*** Reading text
[PEFT] Better Trainer error when prompt learning with loading best model at the end (#35087)

Original issue: https://github.com/huggingface/peft/issues/2256 There is a potential error when using load_best_model_at_end=True with a prompt learning PEFT method. This is because Trainer uses load_adapter under the hood but with some prompt learning methods, there is an optimization on the saved model to remove parameters that are not required for inference, which in turn requires a change to the model architecture. This is why load_adapter will fail in such cases and users should instead set load_best_model_at_end=False and use PeftModel.from_pretrained. As this is not obvious, we now intercept the error and add a helpful error message.
2024-12-11 12:44:39 +01:00
parent d363e71d0e
commit bcc50cc7ce
2 changed files with 99 additions and 2 deletions
--- a/src/transformers/trainer.py
+++ b/src/transformers/trainer.py
@@ -2938,7 +2938,22 @@ class Trainer:
                            active_adapter = model.active_adapter

                        if os.path.exists(best_adapter_model_path) or os.path.exists(best_safe_adapter_model_path):
-                            model.load_adapter(self.state.best_model_checkpoint, active_adapter)
+                            try:
+                                model.load_adapter(self.state.best_model_checkpoint, active_adapter)
+                            except RuntimeError as exc:
+                                if model.peft_config[active_adapter].is_prompt_learning:
+                                    # for context: https://github.com/huggingface/peft/issues/2256
+                                    msg = (
+                                        "When using prompt learning PEFT methods such as "
+                                        f"{model.peft_config[active_adapter].peft_type.value}, setting "
+                                        "load_best_model_at_end=True can lead to errors, it is recommended "
+                                        "to set this to False and to load the model manually from the checkpoint "
+                                        "directory using PeftModel.from_pretrained(base_model, <path>) after training "
+                                        "has finished."
+                                    )
+                                    raise RuntimeError(msg) from exc
+                                else:
+                                    raise
                            # Load_adapter has no return value present, modify it when appropriate.
******
*** Collected data
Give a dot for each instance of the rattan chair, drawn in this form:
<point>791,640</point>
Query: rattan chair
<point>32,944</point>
******
**Aim**
Please answer these questions about the commit on the Trainer error:
1. What value does the commit say users should set load_best_model_at_end to in these cases?
2. How many files does the commit change?
3. Which exception type does the new try block catch?
The lines above come from a separate source.

**Result of the exercise**
1. False
2. 2
3. RuntimeError